Start

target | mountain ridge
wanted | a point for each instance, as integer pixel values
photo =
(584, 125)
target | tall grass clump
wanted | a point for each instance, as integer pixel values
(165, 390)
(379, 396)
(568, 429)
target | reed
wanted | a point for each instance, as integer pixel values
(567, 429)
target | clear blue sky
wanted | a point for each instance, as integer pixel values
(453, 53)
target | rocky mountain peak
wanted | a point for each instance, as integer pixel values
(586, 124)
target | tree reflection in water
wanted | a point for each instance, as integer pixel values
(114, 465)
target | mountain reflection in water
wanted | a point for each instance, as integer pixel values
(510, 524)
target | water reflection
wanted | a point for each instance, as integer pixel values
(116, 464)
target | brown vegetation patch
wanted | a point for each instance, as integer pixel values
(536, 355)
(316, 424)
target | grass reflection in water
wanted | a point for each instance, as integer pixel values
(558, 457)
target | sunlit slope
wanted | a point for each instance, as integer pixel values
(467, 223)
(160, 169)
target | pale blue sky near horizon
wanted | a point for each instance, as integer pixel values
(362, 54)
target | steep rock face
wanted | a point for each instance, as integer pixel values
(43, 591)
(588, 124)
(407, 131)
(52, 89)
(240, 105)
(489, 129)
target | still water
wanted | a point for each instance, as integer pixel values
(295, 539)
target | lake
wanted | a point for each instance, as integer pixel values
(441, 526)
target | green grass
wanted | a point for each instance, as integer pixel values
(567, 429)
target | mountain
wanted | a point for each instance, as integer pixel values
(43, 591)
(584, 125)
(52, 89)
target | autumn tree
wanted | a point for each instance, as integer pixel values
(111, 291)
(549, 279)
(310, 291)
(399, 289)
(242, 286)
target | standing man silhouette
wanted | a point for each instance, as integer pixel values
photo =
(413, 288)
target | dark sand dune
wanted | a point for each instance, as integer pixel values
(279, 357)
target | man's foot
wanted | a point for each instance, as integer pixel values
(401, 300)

End

■ WHAT THE TASK REQUIRES:
Your task is to reproduce, exactly and exclusively, the lines from the one holding "target | tall grass clump" through the final line of the listing.

■ IN RESPONSE:
target | tall grass clump
wanted | a point for each instance, as integer pixel values
(165, 390)
(379, 396)
(568, 429)
target | reed
wanted | a point for each instance, as integer pixel values
(567, 429)
target | clear blue sky
wanted | a point for each instance, as integer pixel values
(453, 53)
target | rocky mountain peak
wanted | a point for each instance, as integer pixel values
(586, 124)
target | tree reflection in water
wanted | a point for each instance, as integer pixel values
(114, 465)
target | mountain reflection in water
wanted | a point for each instance, as integer pixel values
(510, 524)
target | water reflection
wanted | a point for each instance, as integer pixel values
(116, 464)
target | brown vegetation patch
wanted | a point for each instance, as integer pixel values
(536, 355)
(316, 424)
target | grass reflection in water
wanted | a point for each instance, as integer pixel values
(558, 457)
target | sunlit slope
wanted | a point for each instance, as integer pixel values
(467, 223)
(160, 169)
target | pale blue sky near horizon
wanted | a point for each instance, as integer pixel values
(362, 54)
target | steep rock face
wanted | a point for each instance, as integer pixel values
(43, 591)
(588, 124)
(407, 131)
(52, 89)
(240, 105)
(489, 129)
target | still water
wanted | a point for each instance, as integer pixel values
(295, 539)
target | lake
wanted | a point for each instance, as integer pixel values
(441, 526)
target | green grass
wanted | a point for each instance, as integer pixel values
(567, 429)
target | mountain
wanted | a point for each instance, as integer pixel values
(43, 591)
(584, 125)
(52, 89)
target | autumn tree
wanted | a point for each instance, as integer pixel values
(111, 291)
(549, 279)
(310, 291)
(399, 289)
(242, 286)
target | standing man silhouette
wanted | a point for each instance, as integer pixel values
photo =
(413, 288)
target | dark sand dune
wanted | a point for each instance, as integer pixel values
(279, 357)
target | man's foot
wanted | a point for each instance, as integer pixel values
(401, 300)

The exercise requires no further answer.